* PAGE TEXT:
CS is a religion you can never really win; as a CSer you can only keep denying other people's feelings, thoughts and experience until you have nothing left but a bed in a back room somewhere with your trusty S&H and all those blasted metal tabs, and then you die. Alone.



I love it! How very true! Don't forget the blue chalk!

In fact, I agree with the earlier poster who said it was that feeling that they wanted to be included in the Prin "in crowd" that made them realize it was cultish. I was thinking about this in a way, because of the current practicing CS's who sometimes come on to this site and tell us that if we just studied Mrs. Eddy's writings more, we would see that CS is true. It shows the cultish state of mind, the blinders they have on, the special language they speak, the certainty of being right, the devotion to a figure like Mrs. Eddy who, after all, was just a human being. Whether they literally see her as the Second Coming or not, they certainly act as if they do, as if her words were inspired above those of the writers of the bible. One recent CS poster actually said the Bible was inspired because Mrs. Eddy said so.

Especially when I moved across the country, I did miss that connection, that knowledge that I could just walk into a CS church and see people who believed as I once did, and probably some Prin connections as well. I was tempted to go back to church just because I had moved to a new place where I knew no one, and wanted to make friends, and that seemed the easiest way. Then I realized, Why would I seek out friends whose beliefs are NOT the same as my current beliefs, but instead are beliefs I have left behind? So I didn't go, though I did poke my nose into the local Reading Room once or twice out of curiosity.

* SET OF TASKS:
a: Repeat the Christian Science text from "In fact, I agree" up to and including "Eddy said so.", switching "blinders" to "blindfolds".
b: Proceed with the Christian Science text, picking up after its final sentence.

* RECORD EXCERPTS:
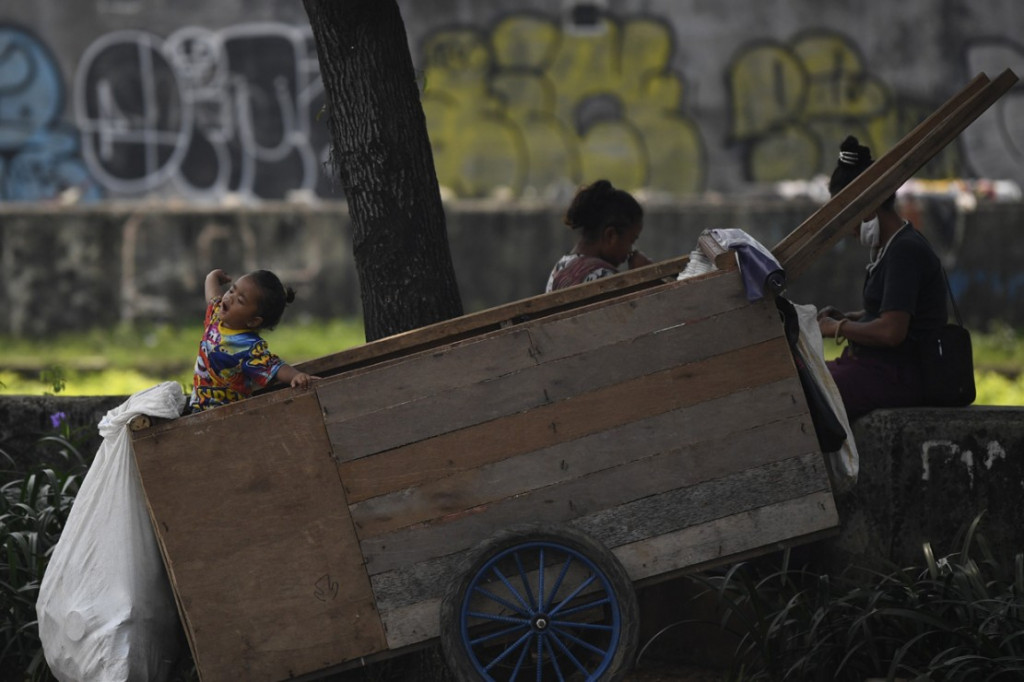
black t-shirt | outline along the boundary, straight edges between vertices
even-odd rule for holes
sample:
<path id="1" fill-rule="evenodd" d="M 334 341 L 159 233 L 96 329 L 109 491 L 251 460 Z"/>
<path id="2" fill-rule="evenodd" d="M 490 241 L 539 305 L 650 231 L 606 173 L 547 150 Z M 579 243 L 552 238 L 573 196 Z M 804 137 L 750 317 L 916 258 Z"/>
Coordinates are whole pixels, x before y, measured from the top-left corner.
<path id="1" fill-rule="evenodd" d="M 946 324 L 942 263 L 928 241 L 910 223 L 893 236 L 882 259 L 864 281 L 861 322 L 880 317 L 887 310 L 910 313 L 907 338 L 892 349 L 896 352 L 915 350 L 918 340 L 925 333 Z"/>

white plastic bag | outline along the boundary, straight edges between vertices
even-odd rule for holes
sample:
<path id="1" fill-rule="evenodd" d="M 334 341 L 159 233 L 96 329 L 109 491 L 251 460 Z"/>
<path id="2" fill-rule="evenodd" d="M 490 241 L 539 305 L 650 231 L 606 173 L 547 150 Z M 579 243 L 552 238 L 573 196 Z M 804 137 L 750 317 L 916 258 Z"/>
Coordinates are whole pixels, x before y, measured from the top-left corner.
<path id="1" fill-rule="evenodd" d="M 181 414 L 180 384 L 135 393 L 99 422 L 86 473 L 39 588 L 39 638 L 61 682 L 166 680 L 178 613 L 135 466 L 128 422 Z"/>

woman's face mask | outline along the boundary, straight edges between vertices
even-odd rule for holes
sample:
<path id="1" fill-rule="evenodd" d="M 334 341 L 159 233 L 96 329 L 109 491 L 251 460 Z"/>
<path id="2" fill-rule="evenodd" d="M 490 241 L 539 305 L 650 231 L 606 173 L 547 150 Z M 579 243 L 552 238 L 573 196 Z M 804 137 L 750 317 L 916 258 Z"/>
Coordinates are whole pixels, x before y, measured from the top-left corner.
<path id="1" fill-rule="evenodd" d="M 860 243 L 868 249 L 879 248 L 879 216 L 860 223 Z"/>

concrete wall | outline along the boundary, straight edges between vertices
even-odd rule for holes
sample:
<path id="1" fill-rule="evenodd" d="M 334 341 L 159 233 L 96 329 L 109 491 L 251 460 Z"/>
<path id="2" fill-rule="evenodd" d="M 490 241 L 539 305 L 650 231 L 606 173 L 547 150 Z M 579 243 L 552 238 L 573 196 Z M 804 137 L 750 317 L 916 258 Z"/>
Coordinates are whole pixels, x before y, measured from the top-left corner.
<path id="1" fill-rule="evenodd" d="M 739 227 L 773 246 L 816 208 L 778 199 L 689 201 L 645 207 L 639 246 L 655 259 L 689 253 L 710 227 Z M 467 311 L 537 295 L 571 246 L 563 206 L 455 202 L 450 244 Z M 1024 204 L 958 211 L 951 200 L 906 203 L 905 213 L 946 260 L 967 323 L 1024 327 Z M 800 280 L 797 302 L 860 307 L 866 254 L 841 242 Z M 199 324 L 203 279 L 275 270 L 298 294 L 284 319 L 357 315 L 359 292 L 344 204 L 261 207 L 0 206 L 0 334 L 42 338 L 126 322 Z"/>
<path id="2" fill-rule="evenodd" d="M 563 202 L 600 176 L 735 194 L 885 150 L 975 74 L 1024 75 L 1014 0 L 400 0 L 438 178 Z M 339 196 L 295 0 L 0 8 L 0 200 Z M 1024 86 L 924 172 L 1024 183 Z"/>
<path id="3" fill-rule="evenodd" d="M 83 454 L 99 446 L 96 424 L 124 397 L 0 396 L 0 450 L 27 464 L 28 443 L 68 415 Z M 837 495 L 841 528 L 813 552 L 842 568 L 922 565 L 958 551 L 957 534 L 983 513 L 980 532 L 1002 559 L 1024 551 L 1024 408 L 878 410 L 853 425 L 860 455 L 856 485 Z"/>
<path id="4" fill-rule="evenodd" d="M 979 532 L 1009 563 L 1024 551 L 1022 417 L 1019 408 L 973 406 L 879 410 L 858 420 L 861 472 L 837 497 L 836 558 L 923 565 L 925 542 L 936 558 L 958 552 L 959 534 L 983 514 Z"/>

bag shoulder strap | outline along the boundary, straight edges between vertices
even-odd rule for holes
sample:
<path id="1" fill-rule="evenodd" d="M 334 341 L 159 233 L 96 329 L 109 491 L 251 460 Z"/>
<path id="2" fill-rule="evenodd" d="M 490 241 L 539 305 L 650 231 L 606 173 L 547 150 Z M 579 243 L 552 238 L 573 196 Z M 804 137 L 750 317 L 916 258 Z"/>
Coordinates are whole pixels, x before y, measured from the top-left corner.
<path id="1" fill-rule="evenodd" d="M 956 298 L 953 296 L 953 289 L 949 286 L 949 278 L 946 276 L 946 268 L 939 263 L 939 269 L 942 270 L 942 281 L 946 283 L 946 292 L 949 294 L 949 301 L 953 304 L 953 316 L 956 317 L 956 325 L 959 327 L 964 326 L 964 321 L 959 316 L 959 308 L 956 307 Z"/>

* ANSWER SET:
a:
In fact, I agree with the earlier poster who said it was that feeling that they wanted to be included in the Prin "in crowd" that made them realize it was cultish. I was thinking about this in a way, because of the current practicing CS's who sometimes come on to this site and tell us that if we just studied Mrs. Eddy's writings more, we would see that CS is true. It shows the cultish state of mind, the blindfolds they have on, the special language they speak, the certainty of being right, the devotion to a figure like Mrs. Eddy who, after all, was just a human being. Whether they literally see her as the Second Coming or not, they certainly act as if they do, as if her words were inspired above those of the writers of the bible. One recent CS poster actually said the Bible was inspired because Mrs. Eddy said so.

b:
I think that too marks it as a cult. I knew that there was no casual contact to be had. You are in or out. You are a practicing CS or you are not. There's always a stigma when you're with CSs whom you knew at Prin or the church or in the family. You are the one who left the church -- they can't talk to you in Christian Scientist-ese, they can't assume you think like they do, and that makes it awkward and uncomfortable. My own aunt has not spoken to me since I left the church -- we used to be really close. Evidently it was much shallower than I thought, since my simply deciding to leave a church ended our relationship as niece and aunt. I don't need so conditional a relationship in my life.